(Annotation data for object locations)
▶
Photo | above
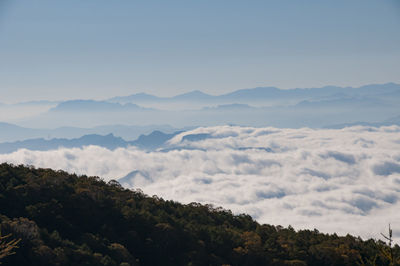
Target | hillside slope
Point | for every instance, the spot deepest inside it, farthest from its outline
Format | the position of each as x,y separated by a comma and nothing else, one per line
66,219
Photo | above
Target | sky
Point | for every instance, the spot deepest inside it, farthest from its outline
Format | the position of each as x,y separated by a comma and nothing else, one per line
98,49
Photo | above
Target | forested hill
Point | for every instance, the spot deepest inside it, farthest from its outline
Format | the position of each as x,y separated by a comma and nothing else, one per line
65,219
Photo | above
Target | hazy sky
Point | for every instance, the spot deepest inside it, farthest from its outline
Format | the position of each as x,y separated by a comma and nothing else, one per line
97,48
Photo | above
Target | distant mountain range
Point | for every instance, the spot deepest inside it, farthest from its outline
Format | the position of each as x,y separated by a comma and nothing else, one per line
262,106
264,94
11,133
148,142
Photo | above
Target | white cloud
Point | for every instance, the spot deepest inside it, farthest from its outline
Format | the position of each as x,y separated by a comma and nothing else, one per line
344,181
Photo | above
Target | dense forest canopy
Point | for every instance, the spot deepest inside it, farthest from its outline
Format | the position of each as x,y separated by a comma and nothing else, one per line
64,219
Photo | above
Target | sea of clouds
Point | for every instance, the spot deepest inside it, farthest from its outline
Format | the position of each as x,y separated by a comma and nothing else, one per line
343,181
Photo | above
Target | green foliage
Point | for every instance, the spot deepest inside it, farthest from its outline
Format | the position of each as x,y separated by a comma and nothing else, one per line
65,219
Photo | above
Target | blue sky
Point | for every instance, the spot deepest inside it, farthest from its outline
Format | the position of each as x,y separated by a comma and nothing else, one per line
97,49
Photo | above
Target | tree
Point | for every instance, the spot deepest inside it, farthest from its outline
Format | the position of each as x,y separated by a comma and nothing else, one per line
7,246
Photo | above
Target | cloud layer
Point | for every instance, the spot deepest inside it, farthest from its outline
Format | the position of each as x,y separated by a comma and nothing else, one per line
344,181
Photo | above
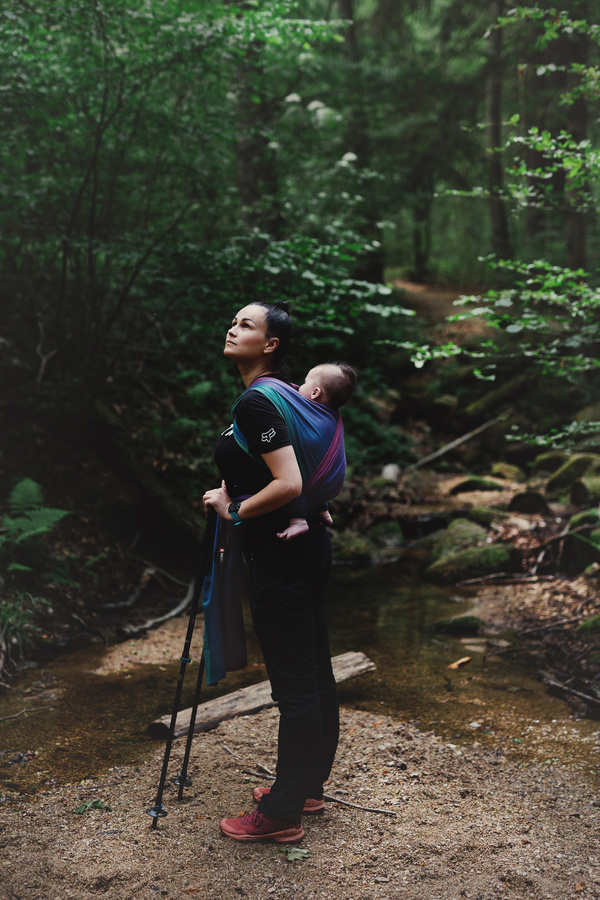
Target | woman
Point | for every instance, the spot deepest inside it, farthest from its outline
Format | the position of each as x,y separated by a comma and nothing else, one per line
288,580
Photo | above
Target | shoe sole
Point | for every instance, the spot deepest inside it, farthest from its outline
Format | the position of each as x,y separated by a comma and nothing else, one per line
280,837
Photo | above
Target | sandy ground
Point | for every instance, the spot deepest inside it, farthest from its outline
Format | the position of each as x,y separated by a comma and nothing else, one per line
440,821
453,823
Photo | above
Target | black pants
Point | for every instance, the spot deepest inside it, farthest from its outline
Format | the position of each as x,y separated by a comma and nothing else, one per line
288,610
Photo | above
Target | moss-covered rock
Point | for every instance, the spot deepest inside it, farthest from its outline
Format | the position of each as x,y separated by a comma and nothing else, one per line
549,462
460,534
589,626
580,551
529,503
586,491
589,517
490,402
475,562
386,534
461,625
589,413
575,467
508,472
475,483
485,515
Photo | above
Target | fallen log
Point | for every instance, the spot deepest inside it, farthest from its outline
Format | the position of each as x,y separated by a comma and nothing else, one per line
250,699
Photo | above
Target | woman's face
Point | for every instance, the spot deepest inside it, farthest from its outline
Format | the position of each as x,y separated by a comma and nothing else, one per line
247,338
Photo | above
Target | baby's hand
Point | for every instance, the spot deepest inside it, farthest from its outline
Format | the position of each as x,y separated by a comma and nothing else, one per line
295,528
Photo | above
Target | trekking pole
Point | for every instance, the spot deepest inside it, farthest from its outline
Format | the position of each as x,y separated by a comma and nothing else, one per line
183,780
157,811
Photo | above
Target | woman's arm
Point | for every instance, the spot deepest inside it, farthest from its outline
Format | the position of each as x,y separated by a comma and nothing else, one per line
285,486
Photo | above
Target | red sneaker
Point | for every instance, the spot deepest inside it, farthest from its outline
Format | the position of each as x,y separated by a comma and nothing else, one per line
310,806
256,827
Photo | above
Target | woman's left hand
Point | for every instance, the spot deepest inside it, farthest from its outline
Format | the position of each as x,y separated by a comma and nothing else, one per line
219,499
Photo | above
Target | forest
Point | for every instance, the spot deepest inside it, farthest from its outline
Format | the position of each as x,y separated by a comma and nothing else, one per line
165,162
420,180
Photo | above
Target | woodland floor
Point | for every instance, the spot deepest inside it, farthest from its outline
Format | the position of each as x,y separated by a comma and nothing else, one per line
445,822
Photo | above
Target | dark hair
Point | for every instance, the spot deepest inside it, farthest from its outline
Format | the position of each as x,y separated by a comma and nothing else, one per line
279,325
338,388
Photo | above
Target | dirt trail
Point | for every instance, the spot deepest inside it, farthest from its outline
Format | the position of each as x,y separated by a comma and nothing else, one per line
452,822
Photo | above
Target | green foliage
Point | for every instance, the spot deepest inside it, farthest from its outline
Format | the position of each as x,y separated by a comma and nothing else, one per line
29,519
566,438
17,619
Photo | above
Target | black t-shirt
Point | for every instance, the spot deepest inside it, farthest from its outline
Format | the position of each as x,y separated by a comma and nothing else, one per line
265,430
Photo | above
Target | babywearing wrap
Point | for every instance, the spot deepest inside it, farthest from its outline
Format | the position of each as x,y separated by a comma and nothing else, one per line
317,436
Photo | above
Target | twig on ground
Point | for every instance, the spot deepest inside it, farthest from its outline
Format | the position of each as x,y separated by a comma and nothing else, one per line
549,625
264,771
456,443
569,690
16,715
501,577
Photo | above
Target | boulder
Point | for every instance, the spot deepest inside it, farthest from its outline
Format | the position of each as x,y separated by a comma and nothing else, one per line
485,515
461,625
589,517
475,483
580,551
549,462
475,562
589,413
490,403
589,626
529,503
575,467
586,491
460,534
508,472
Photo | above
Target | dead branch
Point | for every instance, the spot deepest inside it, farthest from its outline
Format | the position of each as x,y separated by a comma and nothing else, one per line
569,690
456,443
507,578
549,625
16,715
131,630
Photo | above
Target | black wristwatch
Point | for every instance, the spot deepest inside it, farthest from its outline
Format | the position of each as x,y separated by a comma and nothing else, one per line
233,510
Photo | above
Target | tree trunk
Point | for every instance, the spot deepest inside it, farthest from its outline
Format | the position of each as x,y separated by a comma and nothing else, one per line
499,221
577,122
250,699
372,266
257,175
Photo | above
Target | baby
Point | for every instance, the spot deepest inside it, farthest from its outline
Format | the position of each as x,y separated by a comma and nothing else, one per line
331,384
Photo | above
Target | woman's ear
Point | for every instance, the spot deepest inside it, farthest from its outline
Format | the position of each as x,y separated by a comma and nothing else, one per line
272,345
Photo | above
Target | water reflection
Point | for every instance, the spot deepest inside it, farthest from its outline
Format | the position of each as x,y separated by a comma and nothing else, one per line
86,723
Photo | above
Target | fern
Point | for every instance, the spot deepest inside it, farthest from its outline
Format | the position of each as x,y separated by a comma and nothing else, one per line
37,521
31,518
25,495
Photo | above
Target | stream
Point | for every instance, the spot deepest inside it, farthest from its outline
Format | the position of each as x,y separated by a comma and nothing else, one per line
80,723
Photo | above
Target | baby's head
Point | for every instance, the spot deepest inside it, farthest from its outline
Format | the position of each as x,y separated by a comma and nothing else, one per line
330,383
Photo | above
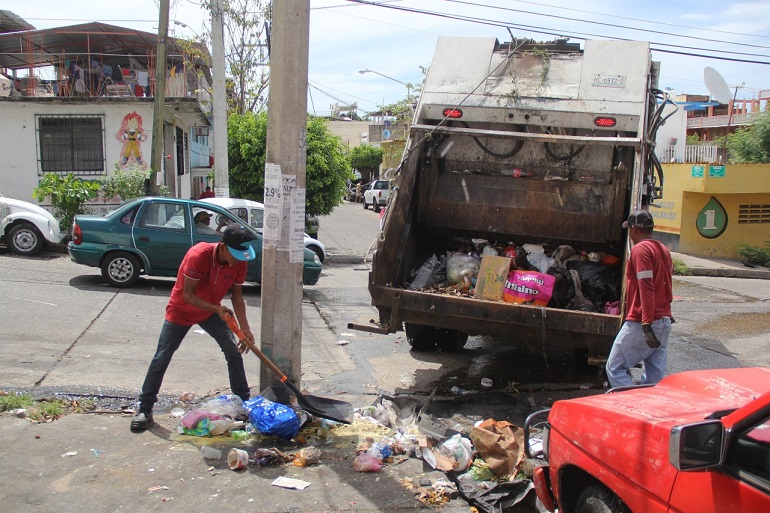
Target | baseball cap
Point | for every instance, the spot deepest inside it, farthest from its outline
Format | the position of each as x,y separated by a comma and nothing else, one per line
237,238
640,219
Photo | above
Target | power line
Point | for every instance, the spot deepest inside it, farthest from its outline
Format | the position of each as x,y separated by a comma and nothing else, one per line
555,33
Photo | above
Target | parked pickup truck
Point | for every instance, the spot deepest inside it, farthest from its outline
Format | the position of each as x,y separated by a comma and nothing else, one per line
696,442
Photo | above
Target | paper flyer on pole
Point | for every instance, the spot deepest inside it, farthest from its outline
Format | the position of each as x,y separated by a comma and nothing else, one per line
297,242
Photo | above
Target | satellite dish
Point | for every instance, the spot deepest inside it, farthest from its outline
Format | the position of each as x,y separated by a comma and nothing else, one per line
716,85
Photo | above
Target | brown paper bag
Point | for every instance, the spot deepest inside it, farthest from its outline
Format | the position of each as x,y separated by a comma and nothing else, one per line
493,272
500,443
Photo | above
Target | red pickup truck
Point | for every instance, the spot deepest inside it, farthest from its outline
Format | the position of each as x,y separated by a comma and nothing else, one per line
696,442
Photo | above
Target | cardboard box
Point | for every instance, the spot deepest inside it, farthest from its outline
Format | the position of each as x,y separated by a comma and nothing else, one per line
493,272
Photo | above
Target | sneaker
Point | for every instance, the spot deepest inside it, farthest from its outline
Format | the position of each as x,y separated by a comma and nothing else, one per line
141,422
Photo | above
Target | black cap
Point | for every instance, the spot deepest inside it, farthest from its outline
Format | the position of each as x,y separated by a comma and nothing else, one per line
237,238
640,219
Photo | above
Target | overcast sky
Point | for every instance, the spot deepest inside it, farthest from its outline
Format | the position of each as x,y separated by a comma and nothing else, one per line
346,37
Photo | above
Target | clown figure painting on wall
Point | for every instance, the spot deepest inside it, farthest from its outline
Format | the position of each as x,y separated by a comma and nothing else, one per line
131,134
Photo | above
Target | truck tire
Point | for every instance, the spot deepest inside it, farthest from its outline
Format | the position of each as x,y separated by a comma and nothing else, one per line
25,239
599,499
450,340
420,337
121,269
◀
◆ **Exercise task**
Pull out every line of the entries above that contains the word "truck", copying each one unchanged. Case matters, so a line qualifies only if its capitalization matches exactly.

◆ **The result**
Target | parked pickup truck
Target | red pickup truck
Target | truck tire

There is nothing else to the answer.